**AIM**
Reproduce every line of the items that follow, character for character, with nothing added or left out.

**THE DATA**
################

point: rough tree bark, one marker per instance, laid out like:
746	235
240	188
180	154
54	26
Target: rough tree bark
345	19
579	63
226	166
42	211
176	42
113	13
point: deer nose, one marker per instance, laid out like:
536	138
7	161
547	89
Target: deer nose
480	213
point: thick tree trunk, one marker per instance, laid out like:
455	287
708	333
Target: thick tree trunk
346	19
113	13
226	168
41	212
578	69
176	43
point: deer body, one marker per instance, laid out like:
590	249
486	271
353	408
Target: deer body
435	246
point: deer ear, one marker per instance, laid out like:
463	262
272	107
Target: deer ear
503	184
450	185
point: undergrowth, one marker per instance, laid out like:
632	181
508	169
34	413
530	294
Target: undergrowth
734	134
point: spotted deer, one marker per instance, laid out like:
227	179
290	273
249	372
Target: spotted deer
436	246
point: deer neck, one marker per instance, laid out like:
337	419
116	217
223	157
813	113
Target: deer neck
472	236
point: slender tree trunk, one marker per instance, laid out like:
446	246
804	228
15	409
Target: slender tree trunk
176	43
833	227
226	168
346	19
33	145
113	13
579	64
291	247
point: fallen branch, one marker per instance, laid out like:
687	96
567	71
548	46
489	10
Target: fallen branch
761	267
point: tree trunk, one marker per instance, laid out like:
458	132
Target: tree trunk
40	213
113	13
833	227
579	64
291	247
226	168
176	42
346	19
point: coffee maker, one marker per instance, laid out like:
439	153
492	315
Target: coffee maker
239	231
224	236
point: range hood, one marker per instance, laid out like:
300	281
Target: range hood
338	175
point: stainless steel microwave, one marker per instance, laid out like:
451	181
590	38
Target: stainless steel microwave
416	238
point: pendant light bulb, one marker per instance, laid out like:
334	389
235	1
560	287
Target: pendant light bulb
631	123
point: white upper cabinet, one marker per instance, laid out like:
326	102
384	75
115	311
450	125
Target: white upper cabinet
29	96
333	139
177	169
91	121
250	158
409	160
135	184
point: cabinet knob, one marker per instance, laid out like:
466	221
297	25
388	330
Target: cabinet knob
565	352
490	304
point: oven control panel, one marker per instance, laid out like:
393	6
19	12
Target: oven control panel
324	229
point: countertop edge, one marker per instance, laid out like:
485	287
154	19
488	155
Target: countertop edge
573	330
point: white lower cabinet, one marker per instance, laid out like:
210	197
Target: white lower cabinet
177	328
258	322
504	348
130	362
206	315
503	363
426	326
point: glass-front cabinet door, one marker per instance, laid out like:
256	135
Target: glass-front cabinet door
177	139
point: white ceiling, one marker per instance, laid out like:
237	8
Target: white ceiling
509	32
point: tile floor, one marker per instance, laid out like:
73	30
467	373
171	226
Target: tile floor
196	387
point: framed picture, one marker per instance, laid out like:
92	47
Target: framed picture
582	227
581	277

################

**PROBLEM SOLUTION**
point: rough tree bark, one marker per instance, laid out like:
746	235
240	188
180	154
54	26
Target: rough tree bark
345	19
579	63
226	166
42	211
176	42
113	13
point: deer nose, one marker per instance, laid out like:
536	138
7	161
547	89
Target: deer nose
480	213
point: thick tree trunk, one marker per instance, laid out like:
455	287
708	333
Target: thick tree trunk
346	19
113	13
226	168
41	212
578	69
176	43
point: deer body, one marker per instance, laid out like:
590	249
486	271
353	408
Target: deer body
435	246
point: deer ear, one marker per instance, laid out like:
463	262
272	107
Target: deer ear
503	184
450	185
point: undergrowth, one marker per instance, laid out like:
632	181
508	169
34	413
530	294
Target: undergrowth
734	134
point: spotted deer, one marker per instance, laid out like:
227	179
290	273
249	372
Target: spotted deer
436	246
point: deer neck, one marker per instance, laid out like:
337	419
116	217
223	157
813	113
Target: deer neck
472	236
point: slender tree trunk, one marker per instance, laid out like:
446	246
804	228
15	409
Target: slender tree trunk
176	43
833	227
226	168
346	19
33	145
113	13
579	64
291	247
point: fallen branch, one marker per instance, laid out like:
687	96
567	71
548	46
489	10
Target: fallen branch
761	267
point: tree trunk, one marker per instance, laid out like:
458	132
Target: tree trunk
40	213
113	13
833	227
579	64
291	247
226	168
176	42
346	19
point: coffee maker, one marker per instance, laid out like:
439	153
492	315
Target: coffee maker
239	231
224	236
point: range hood, one marker per instance, laid out like:
300	281
Target: range hood
338	175
point: stainless steel microwave, one marker per instance, laid out like:
451	181
590	38
Target: stainless steel microwave
416	238
point: pendant light bulb, one marker per instance, laid out like:
334	389
235	1
560	287
Target: pendant light bulb
631	123
point: white upper cabinet, one marker per instance, laid out like:
326	102
384	75
115	311
450	125
Target: white upper cabinet
29	96
333	139
177	169
91	121
250	158
409	160
135	184
point: cabinet knob, one marker per instance, laid out like:
466	221
297	25
388	330
Target: cabinet knob
565	352
490	304
point: oven control panel, one marker per instance, laid out like:
393	6
19	12
Target: oven control panel
324	229
point: countertop edge, one marker per instance, laid out like:
485	287
154	19
488	155
Target: countertop edge
573	330
point: white lower cabinet, one marker per instance, laid out like:
210	197
Target: white lower cabinet
177	328
258	322
504	348
130	362
206	315
503	363
426	326
point: glass-front cabinet door, one marker per instance, laid out like:
256	135
Target: glass-front cabinet door
177	139
point: white ceiling, one marker per instance, laid out like:
237	8
Target: white ceiling
509	32
point: tile floor, one marker per instance, laid out like:
73	30
467	373
171	226
Target: tile floor
196	387
point: framed picture, one marker per instance, laid out like:
92	47
Target: framed picture
582	227
581	277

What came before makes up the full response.